(Metin alıntısı):

Ana içeriğe atla

Hayır, hayat her şeye rağmen devam etmiyor

6 Eylül 1986. Uzun bir aradan sonra restore edilerek yeniden ibadete açılan Neve Şalom Sinagogu’ndaki bu ilk şabat duasında normale nazaran daha az bir kalabalık vardı. Henüz okullar açılmadığı için, bir çok aile yazlıklarından İstanbul’a dönmemişti. Bu durum, teröristlerin planladığı kadar büyük bir saldırı gerçekleştirmelerine engel oldu ancak dini vecibelerini yerine getirebilmek için sinagogun kapılarından son kez içeri giren 22 kişinin hayatlarını, geride kalan ailelerinin ve bizlerin umutlarını çaldılar.
1940’larda Galata bölgesinde artan nüfusun ihtiyacını karşılamak üzere Musevi lisesinin spor salonunun iptali ile ibadethaneye dönüştürülen geçici mekan, ileriki yıllarda kurulacak Neve Şalom Sinagogunun da temelini oluşturmuştu. 1951 yılında açılan modern sinagog için seçilen ismin kelime anlamı “barış vahası” idi. Ancak bu 65 yıl boyunca isminin aksine birçok terör saldırısının ana hedefi oldu.

(Görevleriniz):
1. Neve Şalom Sinagogu hakkındaki yazıda geçen bütün tarihleri sıralayın. Gün, yıl ya da on yıl olarak verilenlerin hepsi sayılır.
2. Neve Şalom Sinagogu yazısını kaldığı yerden sürdürün.

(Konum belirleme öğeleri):
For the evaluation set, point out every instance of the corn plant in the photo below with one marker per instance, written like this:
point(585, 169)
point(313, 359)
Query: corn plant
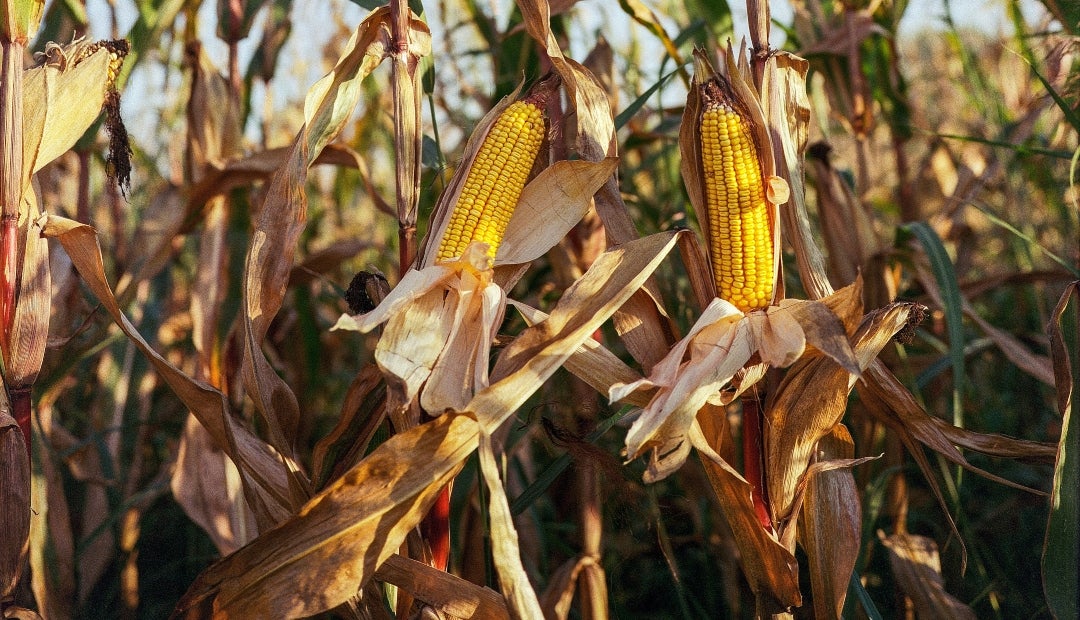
point(606, 285)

(Görevlerin cevapları):
1.
6 Eylül 1986
1940'lar
1951

2.
1986 saldırısına kadar Türkiye’deki herhangi bir cami veya kilise gibi gezilebilen, kapısı herkese açık olan sinagog, her terör saldırısı sonrasında daha da güvenlikli hale getirildi; cam üzerine cam, çelik üzerine çelik, kapı üzerine kapı eklendi. Sinagoglar ve diğer kurumların dış cephesi güçlendirdikçe Türk Yahudi toplumu daha kırgın, daha kırılgan oldu, daha da içine kapandı.

30 yıl olmuş...
Büyükada, Çankaya Meydanı’ndaki koşuşturmaya tanık olmuş, çocuk yaşımda hiç bir anlam verememiştim. Büyüklerim benim yanımda konuyu değiştirdikleri, sorularımı cevapsız bıraktıkları için de aradığım cevabı ancak benden birkaç yaş büyüklerde bulmuştum. Ailemin beni korumak için gizlemeye çalıştıklarını, arkadaşlarım tüm saflıkları ile, öğrenebildikleri en ince detaya kadar anlattılar. Korkunçtu...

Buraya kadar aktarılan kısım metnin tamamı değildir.